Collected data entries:
^^^^^^^^
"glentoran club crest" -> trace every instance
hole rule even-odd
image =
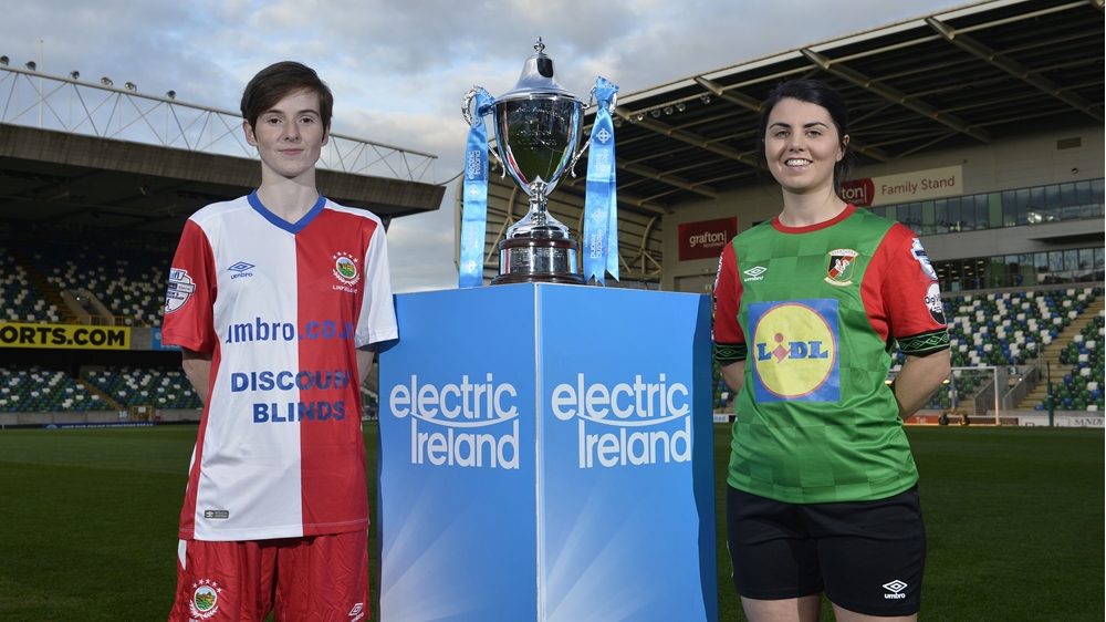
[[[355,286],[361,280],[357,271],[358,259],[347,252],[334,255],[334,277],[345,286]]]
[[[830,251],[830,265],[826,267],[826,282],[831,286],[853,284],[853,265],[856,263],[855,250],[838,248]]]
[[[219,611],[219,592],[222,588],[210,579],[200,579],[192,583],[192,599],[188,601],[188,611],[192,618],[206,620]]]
^^^^^^^^
_TASK OBJECTIVE_
Write out the rows again with "trace" changed to "outline" and everything else left the same. Leave the pictures out of your answer.

_OUTPUT_
"glentoran club crest" -> outline every instance
hole rule even-odd
image =
[[[355,286],[361,280],[357,271],[358,259],[347,252],[334,255],[334,277],[345,286]]]
[[[830,251],[830,265],[826,267],[826,282],[831,286],[853,284],[853,265],[856,263],[855,250],[838,248]]]
[[[219,611],[219,592],[222,588],[210,579],[200,579],[192,583],[192,599],[188,601],[188,611],[192,618],[206,620]]]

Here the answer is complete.